» **The problem**: Pull out each line of the rows below that contains the word "bread".

» **Data listing**:
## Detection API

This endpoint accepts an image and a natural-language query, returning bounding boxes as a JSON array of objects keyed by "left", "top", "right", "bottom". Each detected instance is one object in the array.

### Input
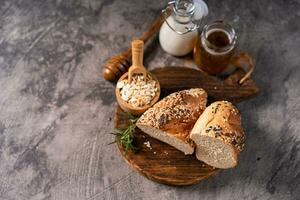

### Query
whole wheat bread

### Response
[
  {"left": 190, "top": 101, "right": 245, "bottom": 169},
  {"left": 136, "top": 88, "right": 207, "bottom": 154}
]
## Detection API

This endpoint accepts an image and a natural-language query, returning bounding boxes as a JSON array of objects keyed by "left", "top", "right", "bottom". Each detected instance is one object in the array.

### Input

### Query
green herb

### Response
[{"left": 111, "top": 113, "right": 139, "bottom": 153}]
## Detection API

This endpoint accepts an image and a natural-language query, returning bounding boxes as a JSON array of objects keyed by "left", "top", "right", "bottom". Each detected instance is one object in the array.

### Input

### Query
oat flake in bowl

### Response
[{"left": 117, "top": 74, "right": 158, "bottom": 107}]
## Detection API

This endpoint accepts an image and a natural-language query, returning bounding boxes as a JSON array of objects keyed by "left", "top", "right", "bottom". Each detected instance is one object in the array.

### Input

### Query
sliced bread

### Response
[
  {"left": 136, "top": 88, "right": 207, "bottom": 154},
  {"left": 190, "top": 101, "right": 245, "bottom": 169}
]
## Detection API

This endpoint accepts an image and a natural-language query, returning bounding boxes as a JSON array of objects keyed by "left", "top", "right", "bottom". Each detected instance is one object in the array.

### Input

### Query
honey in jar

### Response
[{"left": 194, "top": 21, "right": 236, "bottom": 74}]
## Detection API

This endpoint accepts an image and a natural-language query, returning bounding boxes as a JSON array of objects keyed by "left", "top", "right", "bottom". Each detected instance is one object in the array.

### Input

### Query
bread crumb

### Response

» **Final result**:
whole wheat bread
sliced bread
bread crumb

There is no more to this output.